_Task goal_
Answer these questions from the passage on copyright enforcement below.
(a) In which country did Larson and Svensson find evidence of a shift toward anonymization and encryption, and in what year were strong enforcement measures introduced there?
(b) Which site did the most recent criminal case in Germany target?
(c) How much must that site's founder hand over?

_Given passage_
__________
Our study does little to illuminate these questions directly, but it does provide evidence of the diversity of the file-sharing ecology, marked by direct downloading, streaming, private networks, and offline copying. Given the low costs of transition between these methods, we would be surprised if P2P-specific measures such as HADOPI have more than a marginal impact on either file sharing or sales over time. And of course the major copyright stakeholders know this. As HADOPI officials have made clear, P2P surveillance is not an end point in the enforcement effort but a step on the way toward more comprehensive measures (Roettgers 2010).

As we shall see below, many Germans (and some Americans) use online privacy technologies that thwart current surveillance measures. One impact of warnings is to push file sharers toward anonymization and encryption technologies, setting up a direct conflict between future enforcement measures and privacy. Larson and Svensson (2010) have found ample evidence of this shift in Sweden, where strong enforcement measures were introduced in 2009.

Who Judges?

Who Should Adjudicate Charges Of Copyright Infringement? (US & Germany, Among All Adults)

Charges of copyright infringement are typically handled in three ways: (1) through the sending of takedown notices to services hosting content uploaded by their users, (2) by sending cease-and-desist letters to Internet subscribers from whose IP addresses infringing content was made available, and (3) failing those measures, through civil litigation. Only a handful of cases in the US and Germany have been prosecuted under criminal law, which has generally been reserved for infringement on a “commercial scale.” The most recent case in Germany targeted the movie streaming and download site kino.to, and led to sentences from two-and-a-half years to four-and-a-half years against the group’s operators. The site’s founder will also have to hand over €3.7 million allegedly earned from advertising on the site.
__________
_Information provided_
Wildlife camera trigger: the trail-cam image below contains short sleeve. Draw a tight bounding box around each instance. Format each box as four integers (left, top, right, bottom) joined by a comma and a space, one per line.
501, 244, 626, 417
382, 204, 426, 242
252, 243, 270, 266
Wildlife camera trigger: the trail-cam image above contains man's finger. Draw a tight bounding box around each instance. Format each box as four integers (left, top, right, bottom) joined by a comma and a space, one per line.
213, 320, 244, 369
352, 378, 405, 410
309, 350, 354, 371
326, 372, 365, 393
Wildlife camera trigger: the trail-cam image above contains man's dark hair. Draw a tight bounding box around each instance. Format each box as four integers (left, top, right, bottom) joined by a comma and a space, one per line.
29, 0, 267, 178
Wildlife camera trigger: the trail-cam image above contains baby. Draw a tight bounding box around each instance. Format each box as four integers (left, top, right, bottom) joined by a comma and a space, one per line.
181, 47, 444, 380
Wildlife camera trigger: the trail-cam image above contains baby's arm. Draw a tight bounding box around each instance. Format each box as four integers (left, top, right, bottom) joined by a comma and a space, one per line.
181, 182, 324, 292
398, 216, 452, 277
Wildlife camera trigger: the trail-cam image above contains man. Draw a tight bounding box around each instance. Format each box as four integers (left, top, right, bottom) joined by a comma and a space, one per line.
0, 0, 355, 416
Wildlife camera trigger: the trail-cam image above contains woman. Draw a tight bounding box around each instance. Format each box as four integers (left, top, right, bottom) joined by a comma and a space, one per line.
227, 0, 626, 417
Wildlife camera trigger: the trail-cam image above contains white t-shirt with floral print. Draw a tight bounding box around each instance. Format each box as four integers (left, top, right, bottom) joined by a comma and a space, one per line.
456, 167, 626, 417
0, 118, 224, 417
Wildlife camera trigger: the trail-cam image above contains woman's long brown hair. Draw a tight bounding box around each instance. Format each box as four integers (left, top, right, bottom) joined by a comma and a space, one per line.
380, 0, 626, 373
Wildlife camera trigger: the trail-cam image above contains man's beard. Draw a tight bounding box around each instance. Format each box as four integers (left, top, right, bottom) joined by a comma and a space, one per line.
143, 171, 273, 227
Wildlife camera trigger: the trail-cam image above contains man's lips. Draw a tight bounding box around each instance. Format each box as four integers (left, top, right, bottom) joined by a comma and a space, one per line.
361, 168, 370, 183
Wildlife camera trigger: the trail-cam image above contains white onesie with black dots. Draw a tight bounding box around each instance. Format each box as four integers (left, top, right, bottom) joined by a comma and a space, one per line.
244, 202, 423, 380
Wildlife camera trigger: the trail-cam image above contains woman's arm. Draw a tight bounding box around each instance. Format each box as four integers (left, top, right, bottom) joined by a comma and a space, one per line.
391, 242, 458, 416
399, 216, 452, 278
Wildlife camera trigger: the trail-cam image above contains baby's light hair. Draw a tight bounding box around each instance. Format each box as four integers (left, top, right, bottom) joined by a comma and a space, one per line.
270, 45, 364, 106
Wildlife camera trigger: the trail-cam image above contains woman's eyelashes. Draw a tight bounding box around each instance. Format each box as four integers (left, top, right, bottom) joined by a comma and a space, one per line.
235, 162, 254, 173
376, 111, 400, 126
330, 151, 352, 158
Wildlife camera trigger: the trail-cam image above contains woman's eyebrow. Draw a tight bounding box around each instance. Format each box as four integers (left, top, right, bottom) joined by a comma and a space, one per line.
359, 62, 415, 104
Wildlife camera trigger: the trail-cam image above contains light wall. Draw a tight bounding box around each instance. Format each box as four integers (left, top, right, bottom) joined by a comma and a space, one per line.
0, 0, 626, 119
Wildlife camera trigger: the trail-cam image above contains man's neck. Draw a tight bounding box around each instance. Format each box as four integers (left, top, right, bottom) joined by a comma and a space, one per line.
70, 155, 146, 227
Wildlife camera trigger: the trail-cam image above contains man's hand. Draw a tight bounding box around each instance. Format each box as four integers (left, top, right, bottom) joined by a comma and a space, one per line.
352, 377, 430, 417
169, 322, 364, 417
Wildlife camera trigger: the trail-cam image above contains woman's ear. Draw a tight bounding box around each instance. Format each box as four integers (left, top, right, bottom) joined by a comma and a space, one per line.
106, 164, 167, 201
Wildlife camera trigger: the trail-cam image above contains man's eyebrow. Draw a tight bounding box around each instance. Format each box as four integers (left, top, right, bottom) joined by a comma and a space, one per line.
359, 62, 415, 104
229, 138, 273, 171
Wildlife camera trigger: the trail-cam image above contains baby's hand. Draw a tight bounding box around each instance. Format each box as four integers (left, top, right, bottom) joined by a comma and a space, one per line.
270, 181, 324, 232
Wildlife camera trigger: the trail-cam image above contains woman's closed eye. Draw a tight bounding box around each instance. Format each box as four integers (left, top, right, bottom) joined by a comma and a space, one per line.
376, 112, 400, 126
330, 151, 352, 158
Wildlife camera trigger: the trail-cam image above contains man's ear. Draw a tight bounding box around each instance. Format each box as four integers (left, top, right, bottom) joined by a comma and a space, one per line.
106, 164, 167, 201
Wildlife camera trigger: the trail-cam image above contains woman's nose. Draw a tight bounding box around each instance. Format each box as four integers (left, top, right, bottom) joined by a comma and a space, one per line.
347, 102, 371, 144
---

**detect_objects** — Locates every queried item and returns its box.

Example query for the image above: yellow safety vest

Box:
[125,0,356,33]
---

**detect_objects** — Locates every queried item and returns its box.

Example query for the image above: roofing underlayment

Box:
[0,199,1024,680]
__________
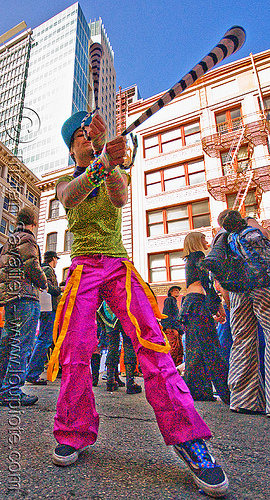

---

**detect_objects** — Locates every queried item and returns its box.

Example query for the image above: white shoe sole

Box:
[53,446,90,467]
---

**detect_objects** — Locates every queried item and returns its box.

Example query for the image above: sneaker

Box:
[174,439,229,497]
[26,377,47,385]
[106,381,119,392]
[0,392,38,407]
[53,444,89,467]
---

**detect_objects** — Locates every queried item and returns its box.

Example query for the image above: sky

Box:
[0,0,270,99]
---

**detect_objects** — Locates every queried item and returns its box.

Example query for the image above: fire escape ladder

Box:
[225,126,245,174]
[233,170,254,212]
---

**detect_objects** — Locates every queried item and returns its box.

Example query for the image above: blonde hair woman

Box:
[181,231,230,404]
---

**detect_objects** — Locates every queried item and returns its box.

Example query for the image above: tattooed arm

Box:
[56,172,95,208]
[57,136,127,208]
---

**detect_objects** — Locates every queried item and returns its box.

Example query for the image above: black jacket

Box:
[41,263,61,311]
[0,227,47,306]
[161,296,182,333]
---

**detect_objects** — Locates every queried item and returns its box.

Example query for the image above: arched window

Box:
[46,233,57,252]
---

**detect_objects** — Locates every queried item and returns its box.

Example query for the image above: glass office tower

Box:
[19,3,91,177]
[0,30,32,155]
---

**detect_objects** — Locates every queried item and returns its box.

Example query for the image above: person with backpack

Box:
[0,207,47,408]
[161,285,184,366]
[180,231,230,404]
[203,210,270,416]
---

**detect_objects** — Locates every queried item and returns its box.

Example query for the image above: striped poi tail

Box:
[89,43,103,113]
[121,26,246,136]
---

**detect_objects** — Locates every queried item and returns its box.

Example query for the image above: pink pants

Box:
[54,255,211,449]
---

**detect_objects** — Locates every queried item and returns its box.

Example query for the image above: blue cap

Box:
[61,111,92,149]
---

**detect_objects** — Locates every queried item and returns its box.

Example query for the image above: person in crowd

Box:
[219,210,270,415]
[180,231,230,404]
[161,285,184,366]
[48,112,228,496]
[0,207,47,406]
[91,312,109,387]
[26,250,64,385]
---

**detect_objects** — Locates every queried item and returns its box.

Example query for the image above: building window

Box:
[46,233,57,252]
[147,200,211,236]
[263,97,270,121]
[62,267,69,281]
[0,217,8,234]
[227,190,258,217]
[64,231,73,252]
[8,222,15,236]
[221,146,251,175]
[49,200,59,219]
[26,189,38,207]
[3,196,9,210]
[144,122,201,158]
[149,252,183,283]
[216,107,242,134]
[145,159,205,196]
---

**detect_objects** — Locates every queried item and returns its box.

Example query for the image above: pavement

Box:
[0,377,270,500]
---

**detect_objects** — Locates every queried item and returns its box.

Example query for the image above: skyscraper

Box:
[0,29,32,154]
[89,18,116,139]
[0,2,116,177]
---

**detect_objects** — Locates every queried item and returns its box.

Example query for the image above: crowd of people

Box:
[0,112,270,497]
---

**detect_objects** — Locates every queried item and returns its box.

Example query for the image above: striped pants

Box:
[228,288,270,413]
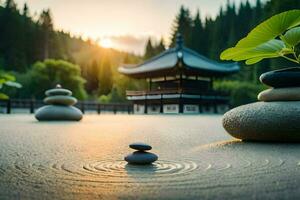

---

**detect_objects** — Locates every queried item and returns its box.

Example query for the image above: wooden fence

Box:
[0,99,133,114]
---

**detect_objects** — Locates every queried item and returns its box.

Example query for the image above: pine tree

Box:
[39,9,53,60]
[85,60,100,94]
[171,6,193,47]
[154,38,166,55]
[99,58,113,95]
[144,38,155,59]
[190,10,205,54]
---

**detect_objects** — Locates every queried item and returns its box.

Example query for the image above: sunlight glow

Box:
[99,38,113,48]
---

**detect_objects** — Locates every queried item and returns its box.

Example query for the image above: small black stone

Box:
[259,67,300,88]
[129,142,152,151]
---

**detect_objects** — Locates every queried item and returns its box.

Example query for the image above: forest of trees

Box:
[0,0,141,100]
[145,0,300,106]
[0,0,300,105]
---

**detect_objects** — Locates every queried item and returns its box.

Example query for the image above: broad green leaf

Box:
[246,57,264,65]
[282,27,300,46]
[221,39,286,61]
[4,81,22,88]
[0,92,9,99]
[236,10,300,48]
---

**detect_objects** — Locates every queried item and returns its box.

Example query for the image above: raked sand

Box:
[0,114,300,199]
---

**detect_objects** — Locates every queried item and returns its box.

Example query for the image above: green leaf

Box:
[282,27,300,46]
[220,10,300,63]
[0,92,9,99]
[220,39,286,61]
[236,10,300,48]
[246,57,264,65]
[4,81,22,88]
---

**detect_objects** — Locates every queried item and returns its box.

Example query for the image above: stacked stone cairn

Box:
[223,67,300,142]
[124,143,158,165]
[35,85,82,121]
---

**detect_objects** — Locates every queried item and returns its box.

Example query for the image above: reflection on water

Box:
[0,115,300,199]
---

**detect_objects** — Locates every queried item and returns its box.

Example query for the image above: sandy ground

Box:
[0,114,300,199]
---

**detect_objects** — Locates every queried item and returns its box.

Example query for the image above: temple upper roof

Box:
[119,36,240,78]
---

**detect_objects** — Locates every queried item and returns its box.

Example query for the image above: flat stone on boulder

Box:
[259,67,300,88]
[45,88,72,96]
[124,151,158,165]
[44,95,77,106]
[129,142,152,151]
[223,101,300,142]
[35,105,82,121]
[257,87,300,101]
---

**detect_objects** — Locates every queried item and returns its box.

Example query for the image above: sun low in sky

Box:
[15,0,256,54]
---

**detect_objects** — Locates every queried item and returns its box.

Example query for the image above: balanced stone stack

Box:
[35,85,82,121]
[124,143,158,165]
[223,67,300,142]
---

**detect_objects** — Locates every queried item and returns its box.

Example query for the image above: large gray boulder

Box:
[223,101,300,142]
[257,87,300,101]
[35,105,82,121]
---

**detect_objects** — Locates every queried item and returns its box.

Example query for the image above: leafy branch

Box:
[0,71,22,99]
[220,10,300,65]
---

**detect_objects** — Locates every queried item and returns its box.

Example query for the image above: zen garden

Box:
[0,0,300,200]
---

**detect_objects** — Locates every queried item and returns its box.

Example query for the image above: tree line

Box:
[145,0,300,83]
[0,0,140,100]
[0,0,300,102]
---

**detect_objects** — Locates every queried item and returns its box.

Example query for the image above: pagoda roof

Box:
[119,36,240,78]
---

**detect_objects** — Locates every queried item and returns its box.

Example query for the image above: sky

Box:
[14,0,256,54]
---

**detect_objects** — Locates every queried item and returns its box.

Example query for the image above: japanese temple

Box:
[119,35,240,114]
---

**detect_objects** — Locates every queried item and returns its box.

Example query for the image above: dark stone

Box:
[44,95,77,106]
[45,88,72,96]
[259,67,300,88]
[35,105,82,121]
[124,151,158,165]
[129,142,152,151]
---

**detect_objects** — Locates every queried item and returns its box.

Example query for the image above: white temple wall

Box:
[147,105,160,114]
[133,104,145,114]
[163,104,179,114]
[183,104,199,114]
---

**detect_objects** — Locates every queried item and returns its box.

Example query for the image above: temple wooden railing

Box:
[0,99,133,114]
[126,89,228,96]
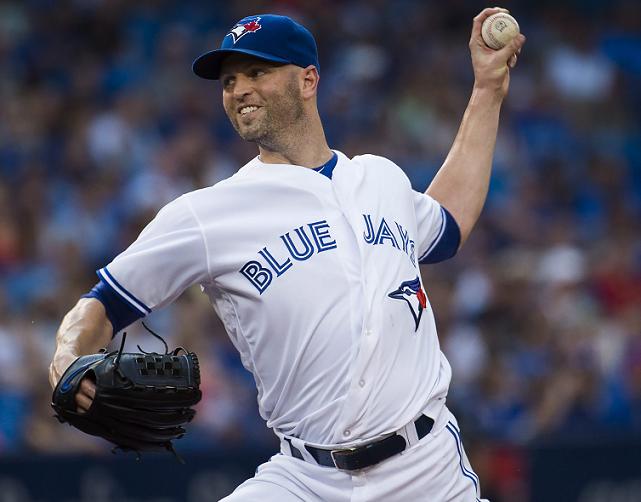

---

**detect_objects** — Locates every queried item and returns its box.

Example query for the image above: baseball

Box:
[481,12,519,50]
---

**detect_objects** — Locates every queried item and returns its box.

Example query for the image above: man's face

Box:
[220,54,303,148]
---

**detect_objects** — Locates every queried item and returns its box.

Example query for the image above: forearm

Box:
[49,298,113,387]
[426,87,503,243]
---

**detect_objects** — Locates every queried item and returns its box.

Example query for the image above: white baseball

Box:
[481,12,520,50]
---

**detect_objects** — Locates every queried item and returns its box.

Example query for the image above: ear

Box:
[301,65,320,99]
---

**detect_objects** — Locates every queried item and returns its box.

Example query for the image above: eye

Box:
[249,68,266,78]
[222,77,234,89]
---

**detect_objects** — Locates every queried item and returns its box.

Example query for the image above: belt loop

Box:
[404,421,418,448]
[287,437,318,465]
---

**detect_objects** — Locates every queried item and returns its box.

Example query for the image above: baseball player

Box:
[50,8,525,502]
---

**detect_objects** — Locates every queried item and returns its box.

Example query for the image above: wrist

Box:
__________
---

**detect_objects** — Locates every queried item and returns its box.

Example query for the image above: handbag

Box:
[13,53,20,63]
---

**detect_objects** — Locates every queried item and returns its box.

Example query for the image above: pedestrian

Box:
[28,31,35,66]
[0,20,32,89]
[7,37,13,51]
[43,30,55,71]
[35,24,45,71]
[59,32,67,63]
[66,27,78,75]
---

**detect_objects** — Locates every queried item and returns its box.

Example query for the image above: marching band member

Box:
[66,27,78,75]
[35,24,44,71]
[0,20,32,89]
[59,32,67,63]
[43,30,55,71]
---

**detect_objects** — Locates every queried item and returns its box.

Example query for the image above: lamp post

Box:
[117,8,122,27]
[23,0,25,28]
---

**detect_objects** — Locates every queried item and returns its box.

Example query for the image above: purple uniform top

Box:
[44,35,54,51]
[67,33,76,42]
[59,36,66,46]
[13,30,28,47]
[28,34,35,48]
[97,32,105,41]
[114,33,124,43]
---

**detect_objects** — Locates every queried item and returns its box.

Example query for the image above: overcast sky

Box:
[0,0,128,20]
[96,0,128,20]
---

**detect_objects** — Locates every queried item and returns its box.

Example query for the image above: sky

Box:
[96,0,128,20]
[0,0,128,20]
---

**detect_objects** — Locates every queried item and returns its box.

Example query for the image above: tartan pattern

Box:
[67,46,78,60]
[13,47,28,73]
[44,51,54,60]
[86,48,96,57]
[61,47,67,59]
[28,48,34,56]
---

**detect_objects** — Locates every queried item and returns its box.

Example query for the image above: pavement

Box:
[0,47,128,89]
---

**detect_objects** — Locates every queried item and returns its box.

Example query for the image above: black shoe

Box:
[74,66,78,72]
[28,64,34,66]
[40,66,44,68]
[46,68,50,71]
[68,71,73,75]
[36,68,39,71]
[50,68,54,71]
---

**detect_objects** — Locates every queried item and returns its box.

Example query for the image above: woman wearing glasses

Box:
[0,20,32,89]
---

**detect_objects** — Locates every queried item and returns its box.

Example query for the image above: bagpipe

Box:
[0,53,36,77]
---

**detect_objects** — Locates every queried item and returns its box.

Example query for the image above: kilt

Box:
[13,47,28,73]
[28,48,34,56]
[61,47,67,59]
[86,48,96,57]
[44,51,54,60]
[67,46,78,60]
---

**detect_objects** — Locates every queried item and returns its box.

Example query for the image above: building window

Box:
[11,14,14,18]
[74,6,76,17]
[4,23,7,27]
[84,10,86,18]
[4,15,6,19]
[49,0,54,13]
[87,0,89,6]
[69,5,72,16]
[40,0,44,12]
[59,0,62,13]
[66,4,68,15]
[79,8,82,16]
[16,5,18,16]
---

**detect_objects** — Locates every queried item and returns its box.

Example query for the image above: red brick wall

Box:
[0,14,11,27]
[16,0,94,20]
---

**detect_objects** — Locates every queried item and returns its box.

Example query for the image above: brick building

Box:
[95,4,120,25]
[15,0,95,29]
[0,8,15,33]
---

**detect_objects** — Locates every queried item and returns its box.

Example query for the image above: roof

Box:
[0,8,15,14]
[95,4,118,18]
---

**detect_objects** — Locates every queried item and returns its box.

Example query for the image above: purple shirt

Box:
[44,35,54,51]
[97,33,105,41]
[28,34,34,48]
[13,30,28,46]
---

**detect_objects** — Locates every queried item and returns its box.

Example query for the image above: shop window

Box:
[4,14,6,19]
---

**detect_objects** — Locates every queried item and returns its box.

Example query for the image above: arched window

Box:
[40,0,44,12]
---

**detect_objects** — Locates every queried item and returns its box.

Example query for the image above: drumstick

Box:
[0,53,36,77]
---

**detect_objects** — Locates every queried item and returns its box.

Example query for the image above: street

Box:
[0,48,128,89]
__________
_The reply_
(a) Sweden, in 2009.
(b) The movie streaming and download site kino.to.
(c) €3.7 million.